WRITTEN INSTRUCTION. Convert every line of the rows below into a JSON list of strings, one string per line, with blank lines omitted.

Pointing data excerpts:
----

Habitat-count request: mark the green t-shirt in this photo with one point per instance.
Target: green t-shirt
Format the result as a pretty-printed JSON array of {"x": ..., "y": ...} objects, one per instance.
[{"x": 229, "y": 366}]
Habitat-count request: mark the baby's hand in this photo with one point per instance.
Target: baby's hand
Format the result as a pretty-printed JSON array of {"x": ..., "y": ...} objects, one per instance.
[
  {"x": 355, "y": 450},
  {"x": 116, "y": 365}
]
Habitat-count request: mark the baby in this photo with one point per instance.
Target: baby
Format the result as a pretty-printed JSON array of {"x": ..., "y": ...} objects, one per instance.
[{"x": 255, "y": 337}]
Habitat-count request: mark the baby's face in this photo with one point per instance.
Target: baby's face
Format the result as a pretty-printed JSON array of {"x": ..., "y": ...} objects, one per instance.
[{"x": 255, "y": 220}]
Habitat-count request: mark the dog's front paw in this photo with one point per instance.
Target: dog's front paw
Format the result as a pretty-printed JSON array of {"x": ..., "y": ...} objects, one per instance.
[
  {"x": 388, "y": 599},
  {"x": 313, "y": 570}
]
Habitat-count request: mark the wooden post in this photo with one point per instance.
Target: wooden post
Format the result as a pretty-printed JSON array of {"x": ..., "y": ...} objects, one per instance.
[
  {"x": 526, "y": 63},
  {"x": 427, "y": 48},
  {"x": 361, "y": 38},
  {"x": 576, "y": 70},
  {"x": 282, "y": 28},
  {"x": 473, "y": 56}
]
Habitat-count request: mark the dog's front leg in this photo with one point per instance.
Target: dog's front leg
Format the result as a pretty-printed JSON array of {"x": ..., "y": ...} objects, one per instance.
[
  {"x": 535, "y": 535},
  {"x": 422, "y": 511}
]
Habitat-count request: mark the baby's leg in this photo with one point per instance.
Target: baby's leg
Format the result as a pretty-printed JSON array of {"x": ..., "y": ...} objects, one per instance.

----

SOLUTION FOR THIS PROBLEM.
[
  "Habitat-count request: mark the green t-shirt in this photo with one point per instance.",
  "Target: green t-shirt",
  "Format the result as a pretty-printed JSON array of {\"x\": ..., \"y\": ...} objects, one per instance.",
  "[{\"x\": 229, \"y\": 366}]",
  "Habitat-count request: mark the baby's hand in this photo with one point per instance.",
  "Target: baby's hand",
  "Format the result as a pretty-printed JSON array of {\"x\": ..., \"y\": ...} objects, one per instance.",
  "[",
  "  {\"x\": 355, \"y\": 450},",
  "  {\"x\": 116, \"y\": 365}",
  "]",
  "Habitat-count request: mark the baby in this photo with one point per instance.",
  "Target: baby",
  "Format the result as a pretty-printed JSON array of {\"x\": ..., \"y\": ...} objects, one per instance.",
  "[{\"x\": 255, \"y\": 337}]",
  "Habitat-count request: mark the baby's face in this photo with one point per instance.",
  "Target: baby's face",
  "Format the result as a pretty-printed JSON array of {\"x\": ..., \"y\": ...} objects, one per instance.",
  "[{\"x\": 255, \"y\": 220}]",
  "Habitat-count request: mark the dog's front paw in this photo with one point per instance.",
  "Target: dog's front paw",
  "Format the result as a pretty-printed JSON array of {\"x\": ..., \"y\": ...} objects, one per instance.",
  "[",
  "  {\"x\": 388, \"y\": 599},",
  "  {\"x\": 313, \"y\": 570}",
  "]",
  "Habitat-count request: mark the wooden post in this photo with one point per instance.",
  "Target: wooden post",
  "Format the result as a pretty-printed JSON array of {\"x\": ..., \"y\": ...} objects, one per instance.",
  "[",
  "  {\"x\": 526, \"y\": 63},",
  "  {\"x\": 427, \"y\": 48},",
  "  {\"x\": 361, \"y\": 38},",
  "  {\"x\": 576, \"y\": 70},",
  "  {\"x\": 282, \"y\": 28},",
  "  {\"x\": 473, \"y\": 56}",
  "]",
  "Habitat-count request: mark the dog's front leg in this photo with one point per instance.",
  "Target: dog's front leg",
  "Format the result as a pretty-printed JSON array of {\"x\": ..., \"y\": ...} objects, one per instance.",
  "[",
  "  {\"x\": 535, \"y\": 535},",
  "  {\"x\": 422, \"y\": 511}",
  "]",
  "Habitat-count request: mark the baby's leg in this photo with one point per instance.",
  "Target: baby's leg",
  "Format the result as a pretty-printed JSON array of {\"x\": ..., \"y\": ...} objects, one per instance."
]